*Given task*. Transcribe the material word for word, but without the images.

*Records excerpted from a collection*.
## BEGIN
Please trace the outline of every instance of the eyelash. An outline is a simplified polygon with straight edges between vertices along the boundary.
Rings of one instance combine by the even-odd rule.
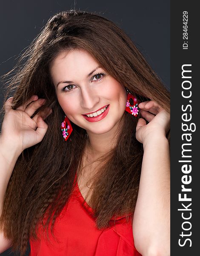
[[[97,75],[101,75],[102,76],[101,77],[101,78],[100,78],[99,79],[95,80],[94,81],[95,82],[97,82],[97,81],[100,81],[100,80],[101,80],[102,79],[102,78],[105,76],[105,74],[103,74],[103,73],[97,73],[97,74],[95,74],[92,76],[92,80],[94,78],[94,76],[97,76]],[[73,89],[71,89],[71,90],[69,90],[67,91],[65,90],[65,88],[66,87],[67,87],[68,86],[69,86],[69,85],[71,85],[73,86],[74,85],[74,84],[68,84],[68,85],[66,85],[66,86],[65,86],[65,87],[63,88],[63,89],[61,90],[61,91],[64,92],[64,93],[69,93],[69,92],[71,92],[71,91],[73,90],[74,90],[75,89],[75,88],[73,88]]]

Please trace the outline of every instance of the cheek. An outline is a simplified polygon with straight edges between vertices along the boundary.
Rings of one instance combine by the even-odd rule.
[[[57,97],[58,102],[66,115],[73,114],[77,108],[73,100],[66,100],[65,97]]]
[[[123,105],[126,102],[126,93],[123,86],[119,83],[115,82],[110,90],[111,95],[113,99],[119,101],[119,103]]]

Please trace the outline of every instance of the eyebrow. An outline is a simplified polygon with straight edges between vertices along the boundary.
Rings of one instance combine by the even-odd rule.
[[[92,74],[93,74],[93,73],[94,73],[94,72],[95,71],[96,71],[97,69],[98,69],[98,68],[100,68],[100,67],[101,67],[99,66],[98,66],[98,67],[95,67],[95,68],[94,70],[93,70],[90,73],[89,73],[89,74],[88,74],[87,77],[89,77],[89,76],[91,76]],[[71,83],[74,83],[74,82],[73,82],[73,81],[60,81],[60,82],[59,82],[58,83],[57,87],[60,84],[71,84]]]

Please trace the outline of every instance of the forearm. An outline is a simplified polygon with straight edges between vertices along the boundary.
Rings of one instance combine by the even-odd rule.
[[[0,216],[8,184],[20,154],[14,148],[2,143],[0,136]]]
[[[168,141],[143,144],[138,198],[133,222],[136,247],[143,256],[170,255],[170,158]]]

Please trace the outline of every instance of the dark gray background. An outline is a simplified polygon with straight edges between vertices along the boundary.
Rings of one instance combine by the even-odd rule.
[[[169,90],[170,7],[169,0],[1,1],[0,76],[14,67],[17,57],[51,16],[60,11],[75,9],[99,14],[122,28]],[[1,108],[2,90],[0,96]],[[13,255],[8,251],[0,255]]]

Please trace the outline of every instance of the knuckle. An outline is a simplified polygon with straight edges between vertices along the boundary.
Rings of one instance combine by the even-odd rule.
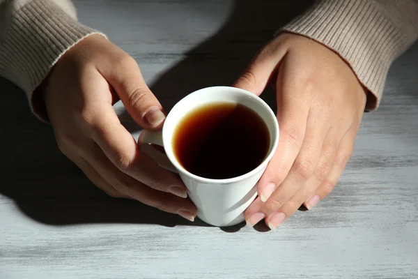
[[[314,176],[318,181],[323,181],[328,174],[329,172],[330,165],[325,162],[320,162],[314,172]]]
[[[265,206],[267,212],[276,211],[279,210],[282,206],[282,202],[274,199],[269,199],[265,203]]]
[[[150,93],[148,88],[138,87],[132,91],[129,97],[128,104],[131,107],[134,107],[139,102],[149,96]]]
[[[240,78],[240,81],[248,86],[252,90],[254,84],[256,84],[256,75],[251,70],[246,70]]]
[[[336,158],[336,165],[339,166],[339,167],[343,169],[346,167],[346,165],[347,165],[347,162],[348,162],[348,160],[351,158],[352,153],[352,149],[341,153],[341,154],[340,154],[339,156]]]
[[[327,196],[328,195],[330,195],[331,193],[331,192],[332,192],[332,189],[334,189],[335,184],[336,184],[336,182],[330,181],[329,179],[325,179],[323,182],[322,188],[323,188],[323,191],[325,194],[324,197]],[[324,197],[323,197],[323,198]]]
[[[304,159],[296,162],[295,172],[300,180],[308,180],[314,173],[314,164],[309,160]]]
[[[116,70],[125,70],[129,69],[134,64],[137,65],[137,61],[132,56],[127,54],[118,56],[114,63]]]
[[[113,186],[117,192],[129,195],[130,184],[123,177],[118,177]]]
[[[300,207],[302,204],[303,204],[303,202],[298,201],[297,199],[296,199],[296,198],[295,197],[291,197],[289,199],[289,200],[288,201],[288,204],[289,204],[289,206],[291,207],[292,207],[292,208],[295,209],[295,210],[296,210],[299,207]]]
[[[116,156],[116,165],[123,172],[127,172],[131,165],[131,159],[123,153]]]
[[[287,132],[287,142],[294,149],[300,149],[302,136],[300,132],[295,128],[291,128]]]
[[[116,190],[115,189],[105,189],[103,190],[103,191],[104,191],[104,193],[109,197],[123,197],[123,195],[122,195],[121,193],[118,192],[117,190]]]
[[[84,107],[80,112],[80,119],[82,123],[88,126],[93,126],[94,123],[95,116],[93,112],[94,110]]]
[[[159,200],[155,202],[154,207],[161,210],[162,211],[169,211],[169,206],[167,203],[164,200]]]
## END
*Output*.
Please trace the outline of every instance of the eyelash. An outline is a simplified polygon with straight edges between vertices along the boundary.
Rings of one instance combine by the even-odd rule.
[[[97,75],[101,75],[102,76],[101,77],[101,78],[100,78],[99,79],[95,80],[94,81],[95,82],[97,82],[97,81],[100,81],[100,80],[101,80],[102,79],[102,78],[105,76],[105,74],[103,74],[103,73],[97,73],[97,74],[95,74],[92,76],[92,80],[94,78],[94,76],[97,76]],[[73,89],[71,89],[71,90],[69,90],[67,91],[65,90],[65,88],[66,87],[67,87],[68,86],[69,86],[69,85],[71,85],[73,86],[74,85],[74,84],[68,84],[68,85],[66,85],[66,86],[65,86],[65,87],[63,88],[63,89],[61,90],[61,91],[64,92],[64,93],[69,93],[69,92],[71,92],[71,91],[73,90],[74,90],[75,89],[75,88],[73,88]]]

Please trace the outline of every instance of the cheek. An outline is a simplified polygon with straight edges between vertices along the boundary.
Rings of one instance combine by the even-odd rule.
[[[57,97],[58,102],[66,115],[73,114],[77,108],[73,100],[66,100],[65,97]]]
[[[123,105],[126,102],[126,93],[123,86],[119,83],[115,82],[110,90],[111,95],[113,99],[119,101],[119,103]]]

Please trace the outline of every instance of the eyebrow. An outline is a simplified polygon with straight edges between vertices along the boundary.
Rings of one instance combine by the even-odd rule.
[[[92,74],[93,74],[93,73],[94,73],[94,72],[95,71],[96,71],[97,69],[98,69],[98,68],[100,68],[100,67],[101,67],[99,66],[98,66],[98,67],[95,67],[95,68],[94,70],[93,70],[90,73],[89,73],[89,74],[88,74],[87,77],[89,77],[89,76],[91,76]],[[71,83],[74,83],[74,82],[73,82],[73,81],[60,81],[60,82],[59,82],[58,83],[57,87],[60,84],[71,84]]]

Please trace the outline of every instance of the forearm. An outline is a simplified polygon with straight edges between vertices along the boundary.
Rings of one instance combine by the even-odd rule.
[[[0,216],[8,184],[20,154],[14,148],[2,143],[0,136]]]
[[[168,141],[143,144],[138,198],[133,222],[136,247],[143,256],[170,255],[170,158]]]

Please trace the outline of every instance of the dark gray background. An outline is a simplified polygon with straight edges between vertices along the boundary.
Rings of one instance combine by the even-odd rule.
[[[169,90],[170,7],[169,0],[1,1],[0,76],[14,67],[17,57],[51,16],[60,11],[75,9],[99,14],[122,28]],[[1,108],[2,90],[0,96]],[[13,255],[8,251],[0,255]]]

Please trace the outline of every instance of the knuckle. An outline is a simplified polygon with straight edges between vertices along the boundary.
Rings of one instance combine by the even-odd rule.
[[[314,176],[318,181],[323,181],[328,174],[329,172],[330,165],[325,162],[320,162],[314,172]]]
[[[265,206],[267,212],[276,211],[279,210],[282,206],[282,202],[274,199],[269,199],[265,203]]]
[[[150,93],[148,88],[138,87],[132,91],[129,97],[128,104],[131,107],[134,107],[139,102],[149,96]]]
[[[240,78],[240,81],[248,86],[252,90],[254,84],[256,84],[256,75],[251,70],[246,70]]]
[[[336,158],[336,165],[339,166],[339,167],[343,169],[346,167],[346,165],[347,165],[347,162],[348,162],[348,160],[351,158],[352,153],[352,149],[341,153],[341,154],[340,154],[339,156]]]
[[[327,196],[328,195],[330,195],[331,193],[331,192],[332,192],[332,189],[334,189],[335,184],[336,184],[336,182],[330,181],[329,179],[325,179],[323,182],[322,188],[323,188],[323,191],[325,194],[324,197]],[[324,197],[323,197],[323,198]]]
[[[304,159],[296,162],[295,172],[300,180],[308,180],[314,173],[314,164],[309,160]]]
[[[116,70],[125,70],[129,69],[134,64],[137,65],[137,61],[132,56],[127,54],[118,56],[114,63]]]
[[[113,186],[117,192],[129,195],[130,184],[123,177],[118,177]]]
[[[300,207],[302,204],[303,204],[303,202],[298,201],[297,199],[296,199],[296,198],[295,197],[291,197],[289,199],[289,200],[288,201],[288,204],[289,204],[289,206],[291,207],[292,207],[292,208],[295,209],[295,210],[296,210],[299,207]]]
[[[116,156],[116,165],[123,172],[127,172],[131,165],[131,159],[123,153]]]
[[[287,132],[287,142],[294,149],[300,149],[302,136],[300,132],[295,128],[291,128]]]
[[[116,190],[115,189],[105,189],[103,190],[103,191],[104,191],[104,193],[109,197],[123,197],[123,195],[122,195],[121,193],[118,192],[117,190]]]
[[[84,107],[80,112],[80,119],[82,123],[88,126],[93,126],[94,123],[95,116],[93,112],[94,110]]]
[[[159,200],[155,202],[154,207],[161,210],[162,211],[169,211],[169,206],[167,203],[164,200]]]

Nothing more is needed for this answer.